本文:
↓↓↓

一方で、まだまだ改善の余地があるなと感じさせるところがあるのも事実です。自動車社会のマレーシアでは、日本では考えられないほど多くの車が道路を走っています。それにも関わらず日本の横断歩道や歩道橋のようなものはほとんど存在しないのです。歩行者が道路を渡る際には車を一度とめて手を挙げて渡るか、車と車の間を縫うようにして渡らなければ反対側に行く術はありません。これは観光客にとってもつらいですが、なによりそこで生活をする人々、特に子どもにとって危険な状況であるといわざるを得ません。また車の速度規制もそれほど厳しくないようで、teksi(タクシー)が一般道路でも100キロ近い速度で走ることは珍しくありませんでした。このような状況からマレーシアの道路上には減速を促すブロックが一定の間隔で置かれています。それによってスピードの出しすぎがある程度抑制されているといった印象を受けますが、やはり危険なことに変わりはありません。現地の友人に聞いたところ、そのような状況であるためマレーシアでは高校を卒業するまで親が車で子どもを送り迎えするのが一般的なのだとのことでした。どんなに国が発展しても、安心して暮らせないのでは意味がありません。そういった点では日本の交通整備がどれほどきちんとしているかということがわかります。安全な交通インフラを整えることは先進国入りを目指すマレーシアにとって必要であるといえるでしょう。

ホームステイ先の子供たちと触れ合って

今回のプログラムではALEPS(Alumni Look East Policy Society)の方々のご協力を得て、それぞれ2泊3日のホームステイをさせていただきました。滞在先はルックイースト政策でかつて学生として日本を訪れたことのある方のご家庭でした。3日という短いホームステイではありましたが、本当に楽しい時間を過ごすことができました。このホームステイの中で私の印象に残っていることの一つに、子ども供たちの英語力の高さというものがあります。私がお邪魔させていただいたご家庭には二人の女の子がいました。一人は幼稚園児、もう一人は小学生で、彼女たちと遊ぶときは英語で会話をしました。私のたどたどしい英語を聞き、子どもたちが流暢な英語で返事をしてくれる。そんなちょっと笑える場面が何度もあり、なぜこんなに英語が上手なのかとホストファザーに尋ねたところ、楽しんで勉強しているからという答えが返ってきました。マレーシアではふつう小学校から英語の教育が取り入れられています。ところが英語教育を始めるのは早ければ早いほうがよいということで、家庭によってはもっと早い時期から英語教育を取り入れることもあるのだそうです。また英語教育の強化を図る政策の下、マレーシアでは国の取り組みでテレビ放送における英語放送の割合が決められています。そのため子どもでも日常的に英語に触れる機会を自然に得て、話せるようになるということでした。日本と違い、英語教育が幼いころから始まるマレーシアでは、英語は勉強ではなく一つの遊びのようにして覚えていくのです。なるほどまだ5歳のホストシスターが英語を話せたのはそういうわけだったのかと納得しました。

↑↑↑

保存済みの行:

↓↓↓

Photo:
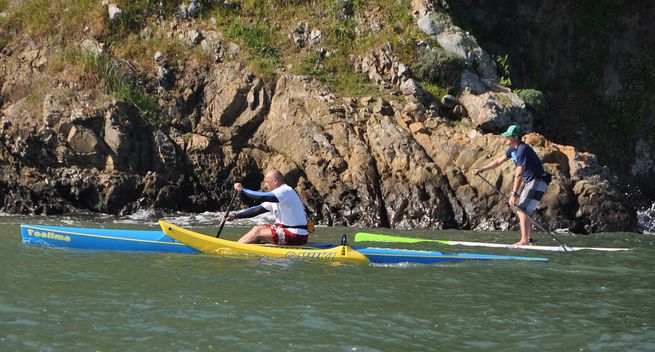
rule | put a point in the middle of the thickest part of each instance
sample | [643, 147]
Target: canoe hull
[370, 237]
[213, 245]
[102, 239]
[394, 256]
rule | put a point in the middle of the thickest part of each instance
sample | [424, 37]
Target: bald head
[273, 179]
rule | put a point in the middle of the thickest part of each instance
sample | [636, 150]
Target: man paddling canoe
[530, 170]
[290, 222]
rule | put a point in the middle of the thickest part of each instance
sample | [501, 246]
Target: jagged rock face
[367, 162]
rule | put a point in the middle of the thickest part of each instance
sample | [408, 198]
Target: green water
[54, 299]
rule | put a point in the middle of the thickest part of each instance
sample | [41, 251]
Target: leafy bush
[504, 70]
[434, 90]
[257, 39]
[533, 98]
[439, 67]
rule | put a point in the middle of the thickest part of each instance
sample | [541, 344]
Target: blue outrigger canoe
[102, 239]
[158, 241]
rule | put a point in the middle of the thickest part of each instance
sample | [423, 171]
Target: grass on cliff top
[260, 27]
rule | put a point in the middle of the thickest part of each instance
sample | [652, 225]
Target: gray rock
[471, 82]
[411, 87]
[430, 24]
[493, 112]
[464, 45]
[448, 101]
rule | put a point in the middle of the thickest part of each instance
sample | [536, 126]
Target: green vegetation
[106, 72]
[533, 98]
[504, 70]
[434, 90]
[260, 27]
[440, 69]
[257, 39]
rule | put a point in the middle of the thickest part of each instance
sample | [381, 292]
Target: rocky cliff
[178, 131]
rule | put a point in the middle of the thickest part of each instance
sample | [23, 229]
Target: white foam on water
[646, 219]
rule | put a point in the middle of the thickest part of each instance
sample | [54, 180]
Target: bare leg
[256, 234]
[525, 230]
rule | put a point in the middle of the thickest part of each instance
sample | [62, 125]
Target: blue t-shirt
[525, 156]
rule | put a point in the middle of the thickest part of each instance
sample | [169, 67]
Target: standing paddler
[290, 226]
[530, 171]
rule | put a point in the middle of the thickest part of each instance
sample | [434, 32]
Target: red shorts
[284, 236]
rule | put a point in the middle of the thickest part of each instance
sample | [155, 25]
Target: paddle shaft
[229, 206]
[526, 214]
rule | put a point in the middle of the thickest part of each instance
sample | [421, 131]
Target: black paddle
[229, 206]
[565, 247]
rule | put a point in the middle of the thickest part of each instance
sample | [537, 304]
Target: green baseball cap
[513, 130]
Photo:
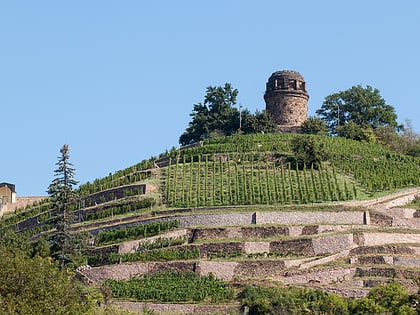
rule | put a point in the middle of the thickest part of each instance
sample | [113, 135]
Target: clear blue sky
[117, 80]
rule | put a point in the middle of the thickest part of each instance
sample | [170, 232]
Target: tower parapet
[286, 99]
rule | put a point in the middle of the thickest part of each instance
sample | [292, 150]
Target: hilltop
[242, 209]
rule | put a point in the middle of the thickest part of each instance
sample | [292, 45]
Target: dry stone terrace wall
[248, 218]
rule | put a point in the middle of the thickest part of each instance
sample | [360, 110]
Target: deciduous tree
[216, 116]
[362, 106]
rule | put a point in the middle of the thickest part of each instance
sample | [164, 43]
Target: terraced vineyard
[238, 210]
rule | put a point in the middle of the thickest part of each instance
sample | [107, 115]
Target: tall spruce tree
[62, 200]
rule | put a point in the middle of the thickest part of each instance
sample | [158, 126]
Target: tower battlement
[286, 99]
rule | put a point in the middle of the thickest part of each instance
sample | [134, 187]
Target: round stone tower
[286, 99]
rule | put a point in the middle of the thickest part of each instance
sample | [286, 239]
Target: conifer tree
[62, 200]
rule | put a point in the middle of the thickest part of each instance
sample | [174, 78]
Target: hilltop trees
[62, 199]
[217, 115]
[365, 107]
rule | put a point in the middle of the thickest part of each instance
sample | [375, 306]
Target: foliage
[391, 298]
[261, 122]
[290, 300]
[309, 152]
[216, 116]
[383, 299]
[356, 132]
[156, 255]
[363, 106]
[110, 211]
[407, 142]
[62, 200]
[171, 286]
[315, 126]
[35, 285]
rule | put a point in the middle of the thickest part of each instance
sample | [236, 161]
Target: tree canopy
[364, 106]
[217, 115]
[62, 200]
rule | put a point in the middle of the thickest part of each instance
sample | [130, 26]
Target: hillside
[241, 209]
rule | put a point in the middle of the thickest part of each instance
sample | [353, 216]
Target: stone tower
[286, 99]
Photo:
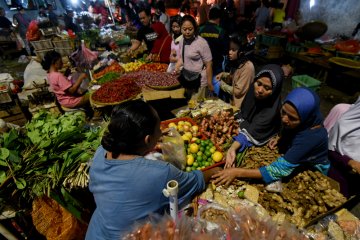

↑↑↑

課題 1: マレーシア滞在記のうち、「一方で、まだまだ改善の余地が」から「必要であるといえるでしょう。」に至るまでのすべてを一字も変えずに書き写しなさい。
課題 2: マレーシア滞在記によると、マレーシアでは高校を卒業するまで子どもの通学はどのようにするのが一般的か。
課題 3: マレーシア滞在記を、最後の文のあとから書き継ぎなさい。

解答 1:
一方で、まだまだ改善の余地があるなと感じさせるところがあるのも事実です。自動車社会のマレーシアでは、日本では考えられないほど多くの車が道路を走っています。それにも関わらず日本の横断歩道や歩道橋のようなものはほとんど存在しないのです。歩行者が道路を渡る際には車を一度とめて手を挙げて渡るか、車と車の間を縫うようにして渡らなければ反対側に行く術はありません。これは観光客にとってもつらいですが、なによりそこで生活をする人々、特に子どもにとって危険な状況であるといわざるを得ません。また車の速度規制もそれほど厳しくないようで、teksi(タクシー)が一般道路でも100キロ近い速度で走ることは珍しくありませんでした。このような状況からマレーシアの道路上には減速を促すブロックが一定の間隔で置かれています。それによってスピードの出しすぎがある程度抑制されているといった印象を受けますが、やはり危険なことに変わりはありません。現地の友人に聞いたところ、そのような状況であるためマレーシアでは高校を卒業するまで親が車で子どもを送り迎えするのが一般的なのだとのことでした。どんなに国が発展しても、安心して暮らせないのでは意味がありません。そういった点では日本の交通整備がどれほどきちんとしているかということがわかります。安全な交通インフラを整えることは先進国入りを目指すマレーシアにとって必要であるといえるでしょう。

解答 2: 親が車で子どもを送り迎えするのが一般的です。

解答 3:
マレーシアは言わずと知れた多民族国家ですが、民族間の衝突はほとんどないそうです。理由はいくつかあるのでしょうが、互いに意思の疎通を図れることということが一つの大きな理由として挙げられるでしょう。英語という言語ツールを利用することで、異なる人種であっても気持ちを伝えあうことができます。結果としてコミュニケーション欠如による誤解を防ぐことができ、相互理解にもつながるのではないでしょうか。やはりツールとしての言語は必要だと感じるとともに、改めて英語教育の重要性を認識しました。今後日本が様々な形で外国人を受け入れることになったとき、このツールとしての英語は異なる人種間で互いを尊重しながら暮らしていくために必須となるということを再認識したのです。英語教育に関して熱心なマレーシアを、日本も見習う必要があるのかもしれないと感じました。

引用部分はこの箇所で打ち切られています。